◆ Input data
======
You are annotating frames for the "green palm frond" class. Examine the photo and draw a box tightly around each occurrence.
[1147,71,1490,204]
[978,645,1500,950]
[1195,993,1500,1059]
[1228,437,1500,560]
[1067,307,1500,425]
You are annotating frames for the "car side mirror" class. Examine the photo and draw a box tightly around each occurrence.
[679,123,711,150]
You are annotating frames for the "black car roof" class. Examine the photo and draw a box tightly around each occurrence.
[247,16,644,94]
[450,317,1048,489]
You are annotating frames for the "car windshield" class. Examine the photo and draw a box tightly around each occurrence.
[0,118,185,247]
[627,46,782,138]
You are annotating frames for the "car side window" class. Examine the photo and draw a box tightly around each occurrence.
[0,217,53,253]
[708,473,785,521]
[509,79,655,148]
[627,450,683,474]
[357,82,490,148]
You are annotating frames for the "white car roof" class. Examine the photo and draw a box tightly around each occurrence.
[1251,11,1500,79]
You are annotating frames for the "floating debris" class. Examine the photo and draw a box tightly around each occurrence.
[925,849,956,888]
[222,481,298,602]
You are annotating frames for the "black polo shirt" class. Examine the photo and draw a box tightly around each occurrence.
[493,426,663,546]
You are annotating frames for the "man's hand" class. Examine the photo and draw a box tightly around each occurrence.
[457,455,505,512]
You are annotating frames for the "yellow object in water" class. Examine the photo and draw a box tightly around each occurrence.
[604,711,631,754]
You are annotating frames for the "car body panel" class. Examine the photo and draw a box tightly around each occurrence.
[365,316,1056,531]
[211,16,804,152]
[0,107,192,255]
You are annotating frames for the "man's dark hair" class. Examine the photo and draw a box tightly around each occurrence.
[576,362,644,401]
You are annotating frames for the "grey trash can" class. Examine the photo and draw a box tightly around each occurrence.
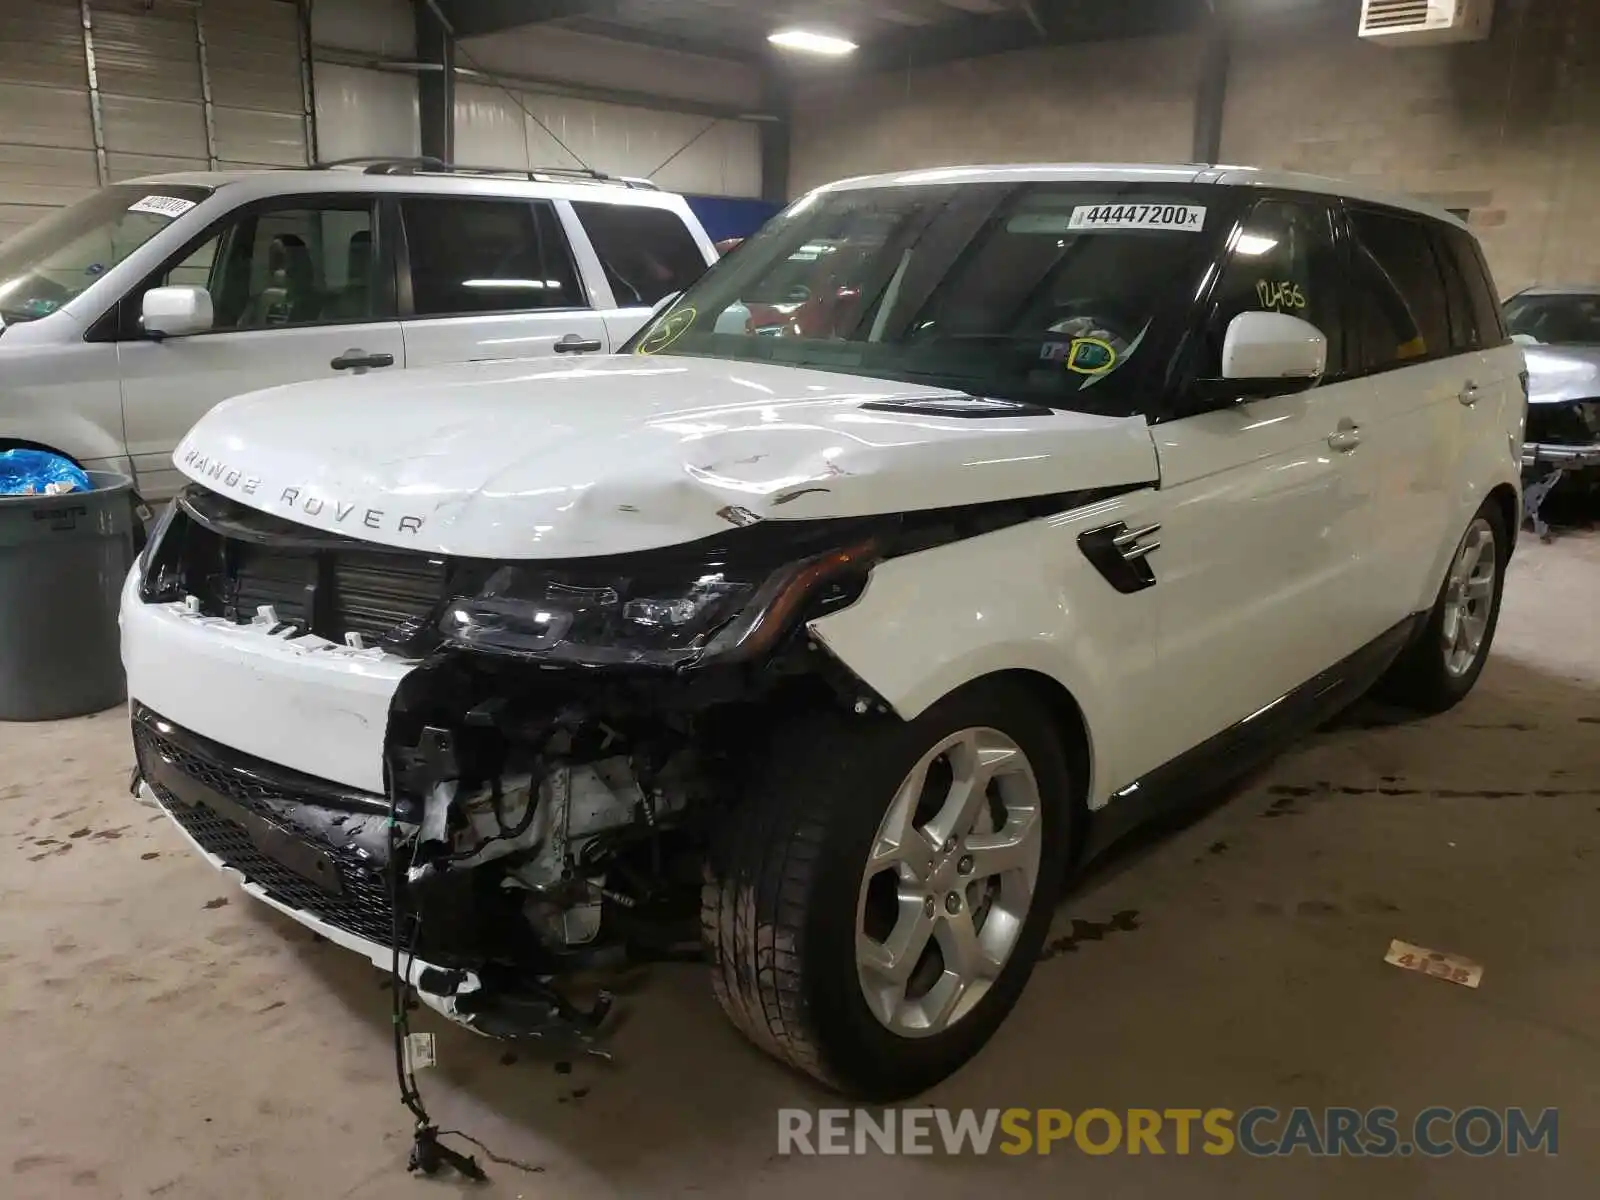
[0,471,135,721]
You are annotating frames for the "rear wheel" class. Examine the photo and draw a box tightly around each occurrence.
[1377,501,1508,713]
[702,681,1071,1099]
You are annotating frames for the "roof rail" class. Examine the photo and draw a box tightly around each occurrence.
[308,156,660,190]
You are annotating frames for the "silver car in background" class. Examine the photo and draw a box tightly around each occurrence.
[1505,286,1600,536]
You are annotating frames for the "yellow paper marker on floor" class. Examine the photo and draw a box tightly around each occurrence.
======
◆ What is needed
Could you copy the listing above exactly, without its pictures?

◆ Answer below
You are annotating frames for the "green palm frond" class. Examine the photo and draw a box tightly around each occurrence.
[1147,71,1490,204]
[978,645,1500,950]
[1195,993,1500,1059]
[1228,437,1500,560]
[1067,307,1500,425]
You are annotating frames for the "car side mirror" class. Examine the photo and draw a box tightly around each occurrence.
[679,123,711,150]
You are annotating frames for the "black car roof" class. Examine the photo and draw a box tightly around each occurrence.
[247,16,644,94]
[450,317,1048,489]
You are annotating frames for the "car windshield" class. Examine the photo and draw a box tightly around each occurrence.
[0,118,185,247]
[627,46,782,138]
You are annotating frames for the "car side window" class. Examine the photo and draw a box tightly around each occurrence.
[0,217,53,253]
[708,473,785,521]
[509,79,655,148]
[627,450,683,474]
[357,82,490,148]
You are annotating frames for the "white car roof" class. Examine the photo and draw a box tightly around each occurrence.
[1251,11,1500,79]
You are annotating frames for the "floating debris" class. Examine the photo and draw a box tightly around each occurrence.
[925,849,956,888]
[222,481,298,602]
You are annotating frames for the "black polo shirt" class. Examine the photo and draw a box tightly around each occurrence.
[493,426,663,546]
You are annotating frames for the "man's hand" class. Examine the photo and draw a box tightly around each occurrence.
[457,455,505,512]
You are annotating frames for the "yellow object in water" class. Examine the photo and draw a box tightly around each occurrence.
[604,711,631,754]
You are annotating frames for the "car body panel" class. Examine the photo and draw a box tightly around each occurrence.
[365,316,1056,531]
[211,16,804,152]
[0,107,192,255]
You are annotating frames for the "man's dark hair" class. Examine the photo and draw a box tightly around each occurrence.
[576,362,644,401]
You are annotating frames for the "grey trash can" class. Examine the photo and draw a box tightly around each occurrence.
[0,471,135,721]
You are annotating frames for the "rear wheel" class. Examine the photo and draw a box tightly around each occurrence.
[1377,501,1508,713]
[702,681,1071,1099]
You are annotating frames for the "roof rail" class. Examine the photo and draw a box tightly around each occurrence.
[308,156,660,190]
You are annotating frames for the "silver car in background" class. Examine the photo and draw a box tightly around each occurrence.
[1505,286,1600,536]
You are annotating frames for the "yellow paper marker on floor" class. Examine the photo and draw a box tightly around each occurrence.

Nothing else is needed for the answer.